WHAT TO WORK ON => Which lines in the records contain the word "brown"? Identify each one and copy it in full, treating uppercase and lowercase as different.

>>>>

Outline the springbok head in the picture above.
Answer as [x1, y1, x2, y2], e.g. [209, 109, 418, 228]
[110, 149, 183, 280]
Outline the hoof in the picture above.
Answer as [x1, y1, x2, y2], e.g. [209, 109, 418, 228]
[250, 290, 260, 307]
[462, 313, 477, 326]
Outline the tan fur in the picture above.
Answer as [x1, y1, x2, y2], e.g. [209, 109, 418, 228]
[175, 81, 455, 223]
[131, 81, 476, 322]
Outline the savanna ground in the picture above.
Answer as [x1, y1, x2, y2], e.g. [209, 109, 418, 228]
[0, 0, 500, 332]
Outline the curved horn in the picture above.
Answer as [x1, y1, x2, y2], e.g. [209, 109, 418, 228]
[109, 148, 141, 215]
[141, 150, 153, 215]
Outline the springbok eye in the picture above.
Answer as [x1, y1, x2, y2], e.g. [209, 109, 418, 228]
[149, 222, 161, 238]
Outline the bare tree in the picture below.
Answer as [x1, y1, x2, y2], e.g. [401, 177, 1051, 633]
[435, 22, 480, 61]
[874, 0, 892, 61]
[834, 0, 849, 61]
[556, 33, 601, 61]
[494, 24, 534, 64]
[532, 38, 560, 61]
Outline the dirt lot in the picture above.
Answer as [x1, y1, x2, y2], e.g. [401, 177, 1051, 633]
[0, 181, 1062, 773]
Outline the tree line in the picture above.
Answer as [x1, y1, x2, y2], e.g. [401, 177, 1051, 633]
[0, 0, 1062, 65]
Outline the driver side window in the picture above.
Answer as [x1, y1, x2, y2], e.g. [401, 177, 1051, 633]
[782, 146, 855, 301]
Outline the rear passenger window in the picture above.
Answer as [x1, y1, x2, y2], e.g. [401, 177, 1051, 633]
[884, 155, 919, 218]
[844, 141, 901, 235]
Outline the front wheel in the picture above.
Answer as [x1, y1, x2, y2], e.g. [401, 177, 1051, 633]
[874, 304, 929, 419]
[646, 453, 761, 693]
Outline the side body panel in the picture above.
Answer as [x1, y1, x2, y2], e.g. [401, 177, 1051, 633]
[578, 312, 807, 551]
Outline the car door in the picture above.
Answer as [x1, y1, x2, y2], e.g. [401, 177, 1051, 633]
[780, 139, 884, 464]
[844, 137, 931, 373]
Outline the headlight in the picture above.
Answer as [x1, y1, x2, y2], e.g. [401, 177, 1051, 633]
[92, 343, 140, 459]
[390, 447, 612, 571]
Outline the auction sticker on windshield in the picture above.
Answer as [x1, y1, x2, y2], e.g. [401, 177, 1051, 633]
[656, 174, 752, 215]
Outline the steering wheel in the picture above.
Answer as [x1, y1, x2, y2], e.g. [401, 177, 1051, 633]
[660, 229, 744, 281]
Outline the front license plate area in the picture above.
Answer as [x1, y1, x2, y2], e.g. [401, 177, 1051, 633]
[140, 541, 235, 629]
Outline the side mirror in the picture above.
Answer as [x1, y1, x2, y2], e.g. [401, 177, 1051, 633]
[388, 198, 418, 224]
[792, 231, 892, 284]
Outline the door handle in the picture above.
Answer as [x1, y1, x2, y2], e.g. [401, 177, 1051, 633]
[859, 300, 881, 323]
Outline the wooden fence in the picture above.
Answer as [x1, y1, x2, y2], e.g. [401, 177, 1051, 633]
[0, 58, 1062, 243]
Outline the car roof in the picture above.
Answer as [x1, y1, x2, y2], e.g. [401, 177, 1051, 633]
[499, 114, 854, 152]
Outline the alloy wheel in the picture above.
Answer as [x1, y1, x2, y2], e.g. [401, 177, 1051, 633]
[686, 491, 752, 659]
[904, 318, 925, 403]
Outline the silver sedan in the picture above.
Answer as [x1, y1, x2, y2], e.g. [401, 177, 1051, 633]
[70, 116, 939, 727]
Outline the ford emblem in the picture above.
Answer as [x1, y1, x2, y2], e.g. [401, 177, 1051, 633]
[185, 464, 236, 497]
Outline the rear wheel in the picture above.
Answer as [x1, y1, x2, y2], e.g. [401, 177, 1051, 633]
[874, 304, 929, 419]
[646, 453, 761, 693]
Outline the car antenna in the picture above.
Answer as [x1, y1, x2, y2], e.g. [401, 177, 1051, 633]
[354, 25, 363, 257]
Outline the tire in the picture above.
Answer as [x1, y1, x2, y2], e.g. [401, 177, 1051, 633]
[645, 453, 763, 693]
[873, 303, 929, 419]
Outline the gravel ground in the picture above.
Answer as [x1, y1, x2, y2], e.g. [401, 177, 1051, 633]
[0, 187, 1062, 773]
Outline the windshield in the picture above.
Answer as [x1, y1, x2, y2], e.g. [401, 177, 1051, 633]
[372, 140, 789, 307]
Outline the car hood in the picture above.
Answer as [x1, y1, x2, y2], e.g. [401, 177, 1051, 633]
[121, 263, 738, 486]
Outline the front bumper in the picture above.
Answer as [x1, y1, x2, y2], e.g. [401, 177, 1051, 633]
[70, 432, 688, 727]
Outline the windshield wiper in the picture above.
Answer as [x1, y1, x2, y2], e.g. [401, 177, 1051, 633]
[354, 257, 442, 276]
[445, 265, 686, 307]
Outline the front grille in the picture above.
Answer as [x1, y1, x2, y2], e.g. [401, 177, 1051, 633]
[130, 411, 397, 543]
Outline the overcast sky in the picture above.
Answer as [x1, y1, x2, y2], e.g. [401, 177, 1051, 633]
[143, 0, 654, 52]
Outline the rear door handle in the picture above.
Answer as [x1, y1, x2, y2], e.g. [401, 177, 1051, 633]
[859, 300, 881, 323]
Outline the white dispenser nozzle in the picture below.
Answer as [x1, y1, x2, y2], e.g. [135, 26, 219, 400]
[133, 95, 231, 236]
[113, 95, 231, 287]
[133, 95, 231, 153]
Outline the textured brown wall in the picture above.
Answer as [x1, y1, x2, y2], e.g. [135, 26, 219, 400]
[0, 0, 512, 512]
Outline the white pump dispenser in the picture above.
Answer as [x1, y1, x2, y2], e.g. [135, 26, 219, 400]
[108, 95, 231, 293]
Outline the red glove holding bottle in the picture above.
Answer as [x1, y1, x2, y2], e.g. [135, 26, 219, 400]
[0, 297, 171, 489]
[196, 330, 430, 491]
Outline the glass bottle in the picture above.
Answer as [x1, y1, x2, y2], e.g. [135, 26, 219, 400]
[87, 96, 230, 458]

<<<<
>>>>

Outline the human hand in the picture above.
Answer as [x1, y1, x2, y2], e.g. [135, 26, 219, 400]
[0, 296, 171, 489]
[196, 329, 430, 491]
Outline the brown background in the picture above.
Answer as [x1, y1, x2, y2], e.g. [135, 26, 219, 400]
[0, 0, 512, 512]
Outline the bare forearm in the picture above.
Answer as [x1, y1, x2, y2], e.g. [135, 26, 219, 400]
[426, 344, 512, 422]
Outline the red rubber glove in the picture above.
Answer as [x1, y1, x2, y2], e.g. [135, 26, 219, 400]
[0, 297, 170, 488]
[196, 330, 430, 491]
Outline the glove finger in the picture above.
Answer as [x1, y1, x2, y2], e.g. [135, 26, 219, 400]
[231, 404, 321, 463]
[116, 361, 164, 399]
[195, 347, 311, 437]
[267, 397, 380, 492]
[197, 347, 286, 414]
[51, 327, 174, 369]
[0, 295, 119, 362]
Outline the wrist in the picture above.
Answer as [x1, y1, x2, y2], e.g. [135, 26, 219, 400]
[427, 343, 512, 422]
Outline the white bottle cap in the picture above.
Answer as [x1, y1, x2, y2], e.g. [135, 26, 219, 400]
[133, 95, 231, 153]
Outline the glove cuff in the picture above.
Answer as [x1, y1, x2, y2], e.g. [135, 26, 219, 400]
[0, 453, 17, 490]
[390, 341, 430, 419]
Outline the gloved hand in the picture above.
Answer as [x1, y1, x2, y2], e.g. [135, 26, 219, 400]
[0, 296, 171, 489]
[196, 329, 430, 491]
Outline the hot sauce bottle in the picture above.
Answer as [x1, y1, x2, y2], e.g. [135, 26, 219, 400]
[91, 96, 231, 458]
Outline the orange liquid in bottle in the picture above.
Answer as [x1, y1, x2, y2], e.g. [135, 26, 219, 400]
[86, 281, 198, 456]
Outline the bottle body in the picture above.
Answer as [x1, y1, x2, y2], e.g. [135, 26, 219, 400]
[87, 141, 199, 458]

<<<<

THE SOLUTION =>
Outline the textured brown wall in the picture above.
Outline the brown background in the picture above.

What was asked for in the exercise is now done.